*GIVEN PASSAGE*.
[Begin]

Ripping up calendars
          
          By JUAN L. MERCADO, juan_mercado77@yahoo.com
          
          January 1, 2012
          
          New 2012 calendars 
          will now be tacked up and those of 2011 shredded.  In Year 153 BC, two 
          Roman consuls then set January 1 as the New Year – for hard-nosed 
          military reasons. Since then, various customs evolved since to mark 
          the passing of five hundred twenty five thousand six hundred minutes.
          
          
          Relax.  Besieged 
          Supreme Court chief justice Renato Corona didn’t get a second more 
          than Torio, our neighborhood beggar. “Time is the one thing given to 
          everyone in equal measure,” Seneca wrote.
          
          The optimists, among 
          us, itch to see the new year in.  The pessimists would make sure the 
          old one finally beat it.  “The object of a new year is not that we 
          should have a new year,” G.K. Chesterton reminds us. “It is that we 
          should have a new soul”.
          
          Thus, some heed the 
          ancient counsel: “Be still.” They give thanks in quiet prayer. Many 
          carom into the usual noise barrage. As dawn breaks, exhausted doctors 
          in emergency rooms will still be treating those blasted by 
          firecrackers – and stray bullets.
          
          On January 1, 
          Catholics mark the “Solemnity of Mary, Mother of God”. “Mary is 
          Islam’s most honored woman,” the Economist points out.  She’s the only 
          one to have a whole chapter named after her in the Koran.

[End]

*ROWS*.
[Begin]

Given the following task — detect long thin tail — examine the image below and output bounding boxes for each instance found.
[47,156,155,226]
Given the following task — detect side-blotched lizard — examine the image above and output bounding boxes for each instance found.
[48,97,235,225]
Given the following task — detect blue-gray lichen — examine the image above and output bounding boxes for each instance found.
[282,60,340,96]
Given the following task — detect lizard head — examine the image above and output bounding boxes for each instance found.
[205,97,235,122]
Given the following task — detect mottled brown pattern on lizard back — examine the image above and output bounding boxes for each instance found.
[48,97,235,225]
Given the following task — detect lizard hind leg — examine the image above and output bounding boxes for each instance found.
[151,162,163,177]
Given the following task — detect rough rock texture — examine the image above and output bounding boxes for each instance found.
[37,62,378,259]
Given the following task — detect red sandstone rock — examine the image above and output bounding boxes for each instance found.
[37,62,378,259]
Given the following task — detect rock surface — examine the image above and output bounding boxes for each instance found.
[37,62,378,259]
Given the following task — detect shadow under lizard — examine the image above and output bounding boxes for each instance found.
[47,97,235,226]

[End]
[Begin]

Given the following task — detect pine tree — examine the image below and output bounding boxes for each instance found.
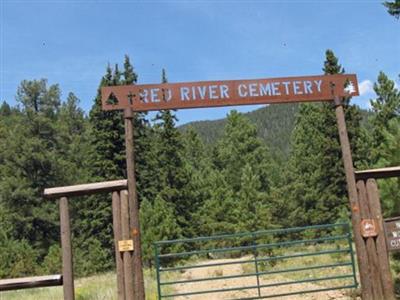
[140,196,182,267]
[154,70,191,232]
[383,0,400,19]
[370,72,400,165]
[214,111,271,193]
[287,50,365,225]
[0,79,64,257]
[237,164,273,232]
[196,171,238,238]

[End]
[Begin]

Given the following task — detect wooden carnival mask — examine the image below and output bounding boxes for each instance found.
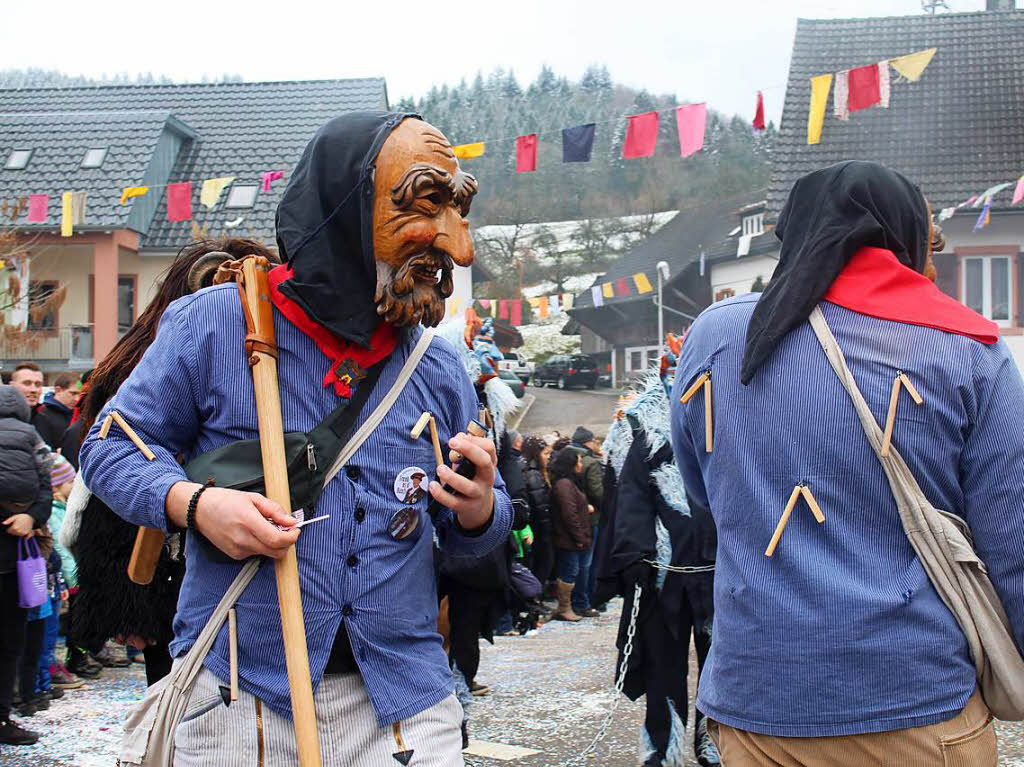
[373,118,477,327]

[End]

*WHAT THIS TASK INVOLVES*.
Revise the column on ripping up calendars by giving everything from "New 2012 calendars" down to "six hundred minutes." again, with "consuls" changed to "magistrates".

*SOLUTION TO THIS PROBLEM*.
New 2012 calendars 
          will now be tacked up and those of 2011 shredded.  In Year 153 BC, two 
          Roman magistrates then set January 1 as the New Year – for hard-nosed 
          military reasons. Since then, various customs evolved since to mark 
          the passing of five hundred twenty five thousand six hundred minutes.